::: SOURCE PASSAGE

Edible flowers: the biggest food trend of the summer
by Mark Diacono
Edible flowers are like the missing triplet to herbs and spices. They lend interest to all manner of recipes and can even be the star of the dish.
We’ve been eating some flowers – cauliflower, globe artichokes and saffron – forever, but there’s no denying edible flowers are having a moment. Restaurants are using everything from borage to courgette flowers to add sparkle, while Instagram is awash with crystallised blossoms.
If you’ve even a vague inclination to grow some of what you eat, edible flowers are a good place to start.
They are easy to grow* – a sunny windowsill is usually all you need. Herb flowers are ideal – rosemary, sage and thyme flowers all carry a milder version of the leaves’ flavour. Or you can buy a seasonal pack of mixed edible flowers from selected stores at the height of summer, or from Maddocks Farm Organics. Here are a few that could soon become indispensable in your kitchen:
Violets are among the most beautiful, delicate flowers to use in the kitchen, and the slightly sweet viola heartsease – with its gorgeous small purple, cream and yellow flowers – is, to my mind, the finest.
When does it flower? All but the coldest weeks of the year.
What does it taste like? Violets carry a very gentle pepperiness alongside a fresh green flavour. Heartsease has just the right balance of sweetness too.
How to grow it: Sow the seed direct over the soil between April and August, or start in seed trays from February, if you’re keen to get ahead..
How to use: Violets are very versatile – they can’t be bettered as a crystallised flower on cakes, they add a dash of sweet pepper to leafy salads and add an extra dimension to any cocktail.
Reliable and simple to grow, pot marigolds’ petals brighten the plate as much as your garden or windowsill. Not to be confused with the inedible African or French marigolds, pot marigolds (Calendula officinalis) have narrow eye-shaped petals radiating around their centre, most commonly in striking orange.
When does it flower? April-September, earlier if grown undercover.
What does it taste like? Gentle pepperines.
How to grow it: Buy a young plant and grow in a pot, or sow seeds from spring.
How to use it: As well as adding visual appeal and a gently peppery flourish to both leafy and fruit salads, the flowers release their golden colour and gentle flavour into warm butters and oils. Make a loose paste by warming a small handful of petals with a few tablespoons of oil – this ’poor man’s saffron’ is fabulous added late to paella for the final simmer, and drizzled over soups.
It’s almost a lie to say you grow borage: sow it once and you have it forever, as it needs no encouragement whatsoever to grow. Commonly with blue flowers but also in white, borage’s star-shaped flowers carry a cool, gentle cucumber flavour, as do the leaves. It flowers abundantly over a long season. Even if you have only a rough square of ground or a medium-sized pot at your disposal, borage will thrive.
When does it flower? March-October.
What does it taste like? Like the freshest, coolest cucumber.

::::::
::: DATA PROVIDED

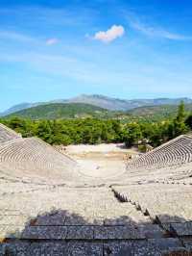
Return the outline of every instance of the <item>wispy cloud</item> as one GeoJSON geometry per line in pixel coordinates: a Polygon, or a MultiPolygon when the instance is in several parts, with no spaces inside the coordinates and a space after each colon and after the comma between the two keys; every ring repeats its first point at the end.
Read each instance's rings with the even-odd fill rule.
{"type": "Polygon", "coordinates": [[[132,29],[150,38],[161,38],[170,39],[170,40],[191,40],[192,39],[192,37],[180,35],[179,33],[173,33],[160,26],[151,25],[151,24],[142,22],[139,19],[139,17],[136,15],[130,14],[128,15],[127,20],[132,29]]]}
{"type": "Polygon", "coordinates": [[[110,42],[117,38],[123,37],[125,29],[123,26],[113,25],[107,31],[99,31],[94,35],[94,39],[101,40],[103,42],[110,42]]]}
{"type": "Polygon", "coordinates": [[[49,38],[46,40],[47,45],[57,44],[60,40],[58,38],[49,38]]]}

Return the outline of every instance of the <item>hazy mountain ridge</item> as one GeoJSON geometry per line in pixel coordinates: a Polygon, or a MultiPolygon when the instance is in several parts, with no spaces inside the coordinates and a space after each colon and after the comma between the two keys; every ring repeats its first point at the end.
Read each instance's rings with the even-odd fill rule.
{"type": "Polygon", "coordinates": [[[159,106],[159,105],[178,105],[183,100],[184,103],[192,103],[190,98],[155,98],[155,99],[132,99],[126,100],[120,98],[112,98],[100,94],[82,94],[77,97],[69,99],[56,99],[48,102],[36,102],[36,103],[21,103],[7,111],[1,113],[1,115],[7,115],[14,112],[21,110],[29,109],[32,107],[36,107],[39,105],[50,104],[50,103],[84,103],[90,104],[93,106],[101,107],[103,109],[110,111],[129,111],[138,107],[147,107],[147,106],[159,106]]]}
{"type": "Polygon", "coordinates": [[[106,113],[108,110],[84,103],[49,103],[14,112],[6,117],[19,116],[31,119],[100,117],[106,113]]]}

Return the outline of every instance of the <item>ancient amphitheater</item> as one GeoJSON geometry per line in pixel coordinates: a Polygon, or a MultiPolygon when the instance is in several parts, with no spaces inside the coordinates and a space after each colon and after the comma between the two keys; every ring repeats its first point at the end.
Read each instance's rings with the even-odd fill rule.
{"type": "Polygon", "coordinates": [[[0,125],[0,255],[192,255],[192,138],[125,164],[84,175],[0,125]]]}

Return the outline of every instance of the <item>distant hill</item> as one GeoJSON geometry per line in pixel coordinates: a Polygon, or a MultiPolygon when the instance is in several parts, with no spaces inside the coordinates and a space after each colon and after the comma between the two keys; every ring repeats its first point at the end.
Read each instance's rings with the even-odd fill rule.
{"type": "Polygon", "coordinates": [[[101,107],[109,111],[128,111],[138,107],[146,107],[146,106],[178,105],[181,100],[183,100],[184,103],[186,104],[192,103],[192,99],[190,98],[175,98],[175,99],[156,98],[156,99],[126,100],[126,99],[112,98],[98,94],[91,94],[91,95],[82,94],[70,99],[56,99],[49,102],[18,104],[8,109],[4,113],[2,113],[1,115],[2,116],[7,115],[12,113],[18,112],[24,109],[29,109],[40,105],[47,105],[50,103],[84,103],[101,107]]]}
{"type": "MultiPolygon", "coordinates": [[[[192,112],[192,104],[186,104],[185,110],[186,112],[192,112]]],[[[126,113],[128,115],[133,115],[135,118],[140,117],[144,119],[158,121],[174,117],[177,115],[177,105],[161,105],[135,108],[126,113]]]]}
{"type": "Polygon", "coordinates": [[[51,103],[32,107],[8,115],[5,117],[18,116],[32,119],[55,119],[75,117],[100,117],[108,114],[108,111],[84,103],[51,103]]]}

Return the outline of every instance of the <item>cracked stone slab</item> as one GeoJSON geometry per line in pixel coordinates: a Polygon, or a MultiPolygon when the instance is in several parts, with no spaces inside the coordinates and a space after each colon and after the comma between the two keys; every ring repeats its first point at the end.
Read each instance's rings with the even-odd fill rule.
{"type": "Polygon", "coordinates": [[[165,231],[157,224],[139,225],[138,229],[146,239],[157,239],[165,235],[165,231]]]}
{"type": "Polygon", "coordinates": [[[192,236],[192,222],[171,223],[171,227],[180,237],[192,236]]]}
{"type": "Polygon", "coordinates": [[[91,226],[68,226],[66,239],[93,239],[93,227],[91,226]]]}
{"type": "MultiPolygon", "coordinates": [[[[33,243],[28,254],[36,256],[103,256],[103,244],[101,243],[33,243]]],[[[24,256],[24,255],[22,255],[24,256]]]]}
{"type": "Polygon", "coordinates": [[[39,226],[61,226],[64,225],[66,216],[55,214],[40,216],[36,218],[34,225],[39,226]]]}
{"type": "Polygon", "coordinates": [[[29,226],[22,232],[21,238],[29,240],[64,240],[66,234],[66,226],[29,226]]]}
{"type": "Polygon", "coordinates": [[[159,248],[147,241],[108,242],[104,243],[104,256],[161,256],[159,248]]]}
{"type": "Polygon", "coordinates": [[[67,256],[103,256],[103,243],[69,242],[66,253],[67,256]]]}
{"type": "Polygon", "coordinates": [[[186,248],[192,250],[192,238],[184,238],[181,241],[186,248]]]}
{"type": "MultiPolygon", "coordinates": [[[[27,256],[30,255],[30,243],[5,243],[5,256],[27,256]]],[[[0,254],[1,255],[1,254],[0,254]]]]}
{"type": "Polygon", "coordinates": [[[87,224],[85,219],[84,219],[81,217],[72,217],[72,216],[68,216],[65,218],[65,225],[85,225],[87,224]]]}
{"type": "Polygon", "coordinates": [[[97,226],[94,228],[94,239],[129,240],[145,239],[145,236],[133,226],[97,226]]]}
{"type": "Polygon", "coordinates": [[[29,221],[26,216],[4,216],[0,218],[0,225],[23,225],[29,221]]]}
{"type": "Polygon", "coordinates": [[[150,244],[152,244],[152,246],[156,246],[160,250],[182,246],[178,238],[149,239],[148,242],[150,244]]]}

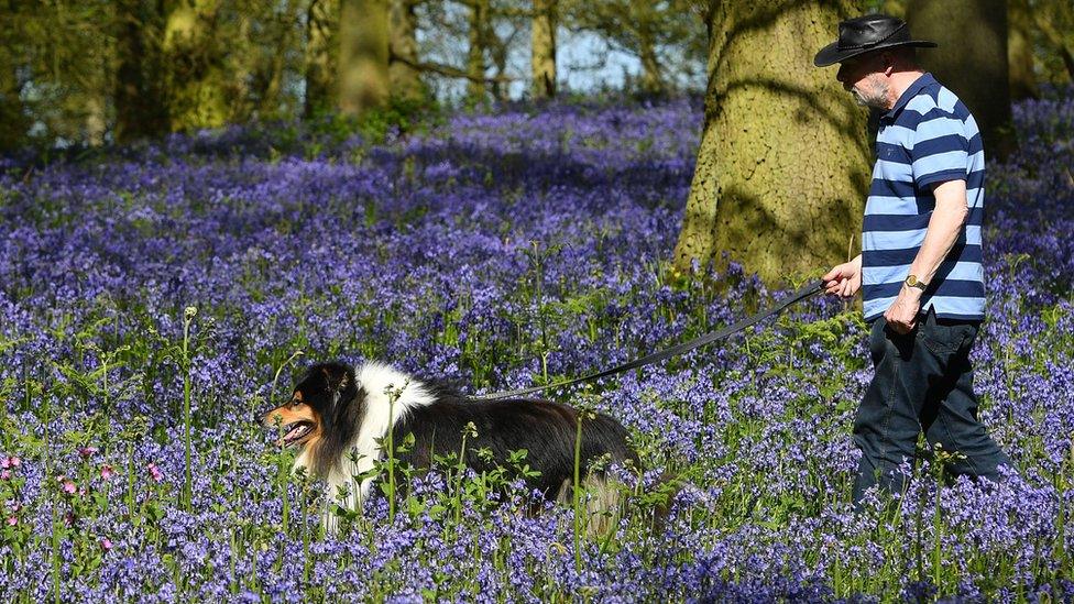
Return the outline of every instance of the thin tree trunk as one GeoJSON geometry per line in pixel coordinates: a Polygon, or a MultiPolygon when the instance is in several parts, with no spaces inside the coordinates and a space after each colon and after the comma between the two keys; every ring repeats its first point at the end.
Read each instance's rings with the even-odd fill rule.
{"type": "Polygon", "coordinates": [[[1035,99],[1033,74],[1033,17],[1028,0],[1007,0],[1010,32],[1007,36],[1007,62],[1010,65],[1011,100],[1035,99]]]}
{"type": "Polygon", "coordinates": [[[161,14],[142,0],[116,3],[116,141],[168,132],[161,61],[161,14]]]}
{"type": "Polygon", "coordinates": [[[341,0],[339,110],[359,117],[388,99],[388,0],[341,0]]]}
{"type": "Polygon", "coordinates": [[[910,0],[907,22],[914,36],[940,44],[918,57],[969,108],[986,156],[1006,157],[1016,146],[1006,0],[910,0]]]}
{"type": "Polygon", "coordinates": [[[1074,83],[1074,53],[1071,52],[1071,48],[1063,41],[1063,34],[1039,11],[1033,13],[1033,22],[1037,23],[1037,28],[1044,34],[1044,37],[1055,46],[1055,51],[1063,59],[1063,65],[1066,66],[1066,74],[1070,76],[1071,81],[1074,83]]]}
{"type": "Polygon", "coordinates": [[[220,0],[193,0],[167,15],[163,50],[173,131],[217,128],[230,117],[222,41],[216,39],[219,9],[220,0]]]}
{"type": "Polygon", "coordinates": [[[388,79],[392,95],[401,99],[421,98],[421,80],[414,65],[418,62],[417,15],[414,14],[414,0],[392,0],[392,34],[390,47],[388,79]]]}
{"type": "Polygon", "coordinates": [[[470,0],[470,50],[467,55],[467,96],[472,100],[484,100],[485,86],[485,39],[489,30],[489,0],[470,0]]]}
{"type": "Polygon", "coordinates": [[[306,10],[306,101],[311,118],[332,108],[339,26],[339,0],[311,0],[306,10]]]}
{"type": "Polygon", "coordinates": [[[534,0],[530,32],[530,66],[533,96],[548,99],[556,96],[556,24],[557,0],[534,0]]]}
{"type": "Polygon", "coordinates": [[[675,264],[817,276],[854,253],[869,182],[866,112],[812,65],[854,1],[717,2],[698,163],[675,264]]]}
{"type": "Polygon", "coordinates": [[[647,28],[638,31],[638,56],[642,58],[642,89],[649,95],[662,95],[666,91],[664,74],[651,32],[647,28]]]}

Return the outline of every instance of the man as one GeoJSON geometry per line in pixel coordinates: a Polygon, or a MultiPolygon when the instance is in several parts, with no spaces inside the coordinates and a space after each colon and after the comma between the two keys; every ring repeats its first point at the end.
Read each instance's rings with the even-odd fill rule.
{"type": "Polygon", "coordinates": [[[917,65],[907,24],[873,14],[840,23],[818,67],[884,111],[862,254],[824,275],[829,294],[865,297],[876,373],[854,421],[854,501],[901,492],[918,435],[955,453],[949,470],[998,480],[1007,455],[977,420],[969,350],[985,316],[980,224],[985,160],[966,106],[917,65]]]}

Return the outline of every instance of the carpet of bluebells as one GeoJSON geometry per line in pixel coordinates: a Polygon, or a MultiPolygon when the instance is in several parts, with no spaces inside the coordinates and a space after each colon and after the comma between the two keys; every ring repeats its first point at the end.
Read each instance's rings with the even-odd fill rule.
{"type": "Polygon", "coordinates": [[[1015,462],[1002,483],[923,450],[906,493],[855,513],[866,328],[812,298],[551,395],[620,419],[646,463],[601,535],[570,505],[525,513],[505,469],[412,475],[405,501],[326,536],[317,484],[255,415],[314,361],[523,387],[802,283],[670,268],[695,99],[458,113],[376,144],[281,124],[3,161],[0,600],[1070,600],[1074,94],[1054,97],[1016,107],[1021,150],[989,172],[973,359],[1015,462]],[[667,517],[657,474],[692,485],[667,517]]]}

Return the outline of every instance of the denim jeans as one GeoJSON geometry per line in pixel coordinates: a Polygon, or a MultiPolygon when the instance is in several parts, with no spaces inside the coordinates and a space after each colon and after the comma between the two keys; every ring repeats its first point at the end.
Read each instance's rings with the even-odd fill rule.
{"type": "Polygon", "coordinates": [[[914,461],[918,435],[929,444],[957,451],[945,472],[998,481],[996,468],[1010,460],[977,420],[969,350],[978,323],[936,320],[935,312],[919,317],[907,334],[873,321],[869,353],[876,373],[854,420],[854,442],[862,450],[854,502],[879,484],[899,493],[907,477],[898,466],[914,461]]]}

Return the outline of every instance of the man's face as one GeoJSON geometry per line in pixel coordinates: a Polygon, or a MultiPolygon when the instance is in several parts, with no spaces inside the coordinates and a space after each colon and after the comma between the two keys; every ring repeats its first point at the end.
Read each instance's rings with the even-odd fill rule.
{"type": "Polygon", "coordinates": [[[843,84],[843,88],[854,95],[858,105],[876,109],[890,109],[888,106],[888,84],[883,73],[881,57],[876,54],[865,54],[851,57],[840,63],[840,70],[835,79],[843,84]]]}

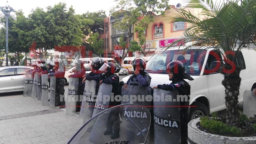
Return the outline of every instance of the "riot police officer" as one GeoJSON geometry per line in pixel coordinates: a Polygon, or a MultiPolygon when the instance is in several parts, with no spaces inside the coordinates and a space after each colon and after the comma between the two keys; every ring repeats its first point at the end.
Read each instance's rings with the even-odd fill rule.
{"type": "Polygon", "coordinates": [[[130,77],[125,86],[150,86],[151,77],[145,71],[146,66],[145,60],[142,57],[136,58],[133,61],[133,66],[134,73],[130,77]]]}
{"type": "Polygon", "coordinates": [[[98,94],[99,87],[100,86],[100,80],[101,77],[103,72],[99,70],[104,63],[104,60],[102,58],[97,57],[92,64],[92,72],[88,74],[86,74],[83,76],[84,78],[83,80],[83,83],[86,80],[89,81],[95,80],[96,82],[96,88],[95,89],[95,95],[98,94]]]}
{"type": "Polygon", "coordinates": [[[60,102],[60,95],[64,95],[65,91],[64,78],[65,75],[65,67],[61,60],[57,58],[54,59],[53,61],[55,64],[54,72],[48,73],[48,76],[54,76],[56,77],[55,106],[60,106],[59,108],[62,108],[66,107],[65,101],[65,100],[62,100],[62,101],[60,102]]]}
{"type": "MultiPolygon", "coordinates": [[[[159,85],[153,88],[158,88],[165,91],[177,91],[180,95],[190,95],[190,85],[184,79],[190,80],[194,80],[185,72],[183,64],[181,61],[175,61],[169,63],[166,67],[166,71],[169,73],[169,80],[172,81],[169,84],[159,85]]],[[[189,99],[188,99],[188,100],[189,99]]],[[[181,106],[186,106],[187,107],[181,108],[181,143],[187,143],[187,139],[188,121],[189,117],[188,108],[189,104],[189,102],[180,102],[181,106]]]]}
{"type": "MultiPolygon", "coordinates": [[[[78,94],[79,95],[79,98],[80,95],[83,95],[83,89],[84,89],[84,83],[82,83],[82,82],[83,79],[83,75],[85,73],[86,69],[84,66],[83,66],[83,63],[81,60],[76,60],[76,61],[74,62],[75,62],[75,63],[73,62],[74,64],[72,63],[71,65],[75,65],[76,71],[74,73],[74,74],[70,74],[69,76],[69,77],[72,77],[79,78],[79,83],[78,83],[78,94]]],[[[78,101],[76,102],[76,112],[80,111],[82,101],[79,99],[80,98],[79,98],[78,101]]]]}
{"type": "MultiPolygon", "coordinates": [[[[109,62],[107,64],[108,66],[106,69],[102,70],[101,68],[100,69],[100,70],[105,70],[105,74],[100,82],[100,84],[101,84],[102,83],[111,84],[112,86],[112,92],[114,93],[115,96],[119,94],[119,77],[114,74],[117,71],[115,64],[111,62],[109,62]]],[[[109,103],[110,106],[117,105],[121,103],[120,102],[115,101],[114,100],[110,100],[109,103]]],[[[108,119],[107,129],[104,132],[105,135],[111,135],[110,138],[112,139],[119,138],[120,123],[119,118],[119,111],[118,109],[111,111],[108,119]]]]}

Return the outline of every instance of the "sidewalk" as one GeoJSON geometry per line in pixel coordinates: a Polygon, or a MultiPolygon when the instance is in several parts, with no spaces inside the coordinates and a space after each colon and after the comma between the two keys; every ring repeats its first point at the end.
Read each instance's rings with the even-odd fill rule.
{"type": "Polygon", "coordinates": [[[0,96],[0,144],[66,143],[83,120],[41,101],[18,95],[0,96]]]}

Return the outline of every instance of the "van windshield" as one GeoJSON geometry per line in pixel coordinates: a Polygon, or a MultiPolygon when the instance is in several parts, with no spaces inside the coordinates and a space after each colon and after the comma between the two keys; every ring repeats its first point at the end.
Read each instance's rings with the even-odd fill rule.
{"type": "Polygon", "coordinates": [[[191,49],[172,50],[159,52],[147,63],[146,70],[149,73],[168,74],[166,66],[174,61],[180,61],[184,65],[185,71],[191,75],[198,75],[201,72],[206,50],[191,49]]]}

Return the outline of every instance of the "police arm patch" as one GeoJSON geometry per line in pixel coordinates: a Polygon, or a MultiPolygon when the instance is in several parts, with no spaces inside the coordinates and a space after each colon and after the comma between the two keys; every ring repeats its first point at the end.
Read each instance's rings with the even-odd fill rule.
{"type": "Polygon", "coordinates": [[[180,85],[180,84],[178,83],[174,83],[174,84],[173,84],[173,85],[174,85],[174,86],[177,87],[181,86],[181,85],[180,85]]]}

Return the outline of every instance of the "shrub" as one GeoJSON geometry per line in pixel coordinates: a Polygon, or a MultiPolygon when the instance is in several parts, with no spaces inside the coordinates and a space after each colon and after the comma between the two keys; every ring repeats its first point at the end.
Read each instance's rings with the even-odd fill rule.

::::::

*CHALLENGE*
Can you copy, word for word, the part of the edible flowers article that opens with the words containing "Reliable and simple" and closes with "if grown undercover."? Rely only on the edible flowers article for everything here.

*FINAL RESULT*
Reliable and simple to grow, pot marigolds’ petals brighten the plate as much as your garden or windowsill. Not to be confused with the inedible African or French marigolds, pot marigolds (Calendula officinalis) have narrow eye-shaped petals radiating around their centre, most commonly in striking orange.
When does it flower? April-September, earlier if grown undercover.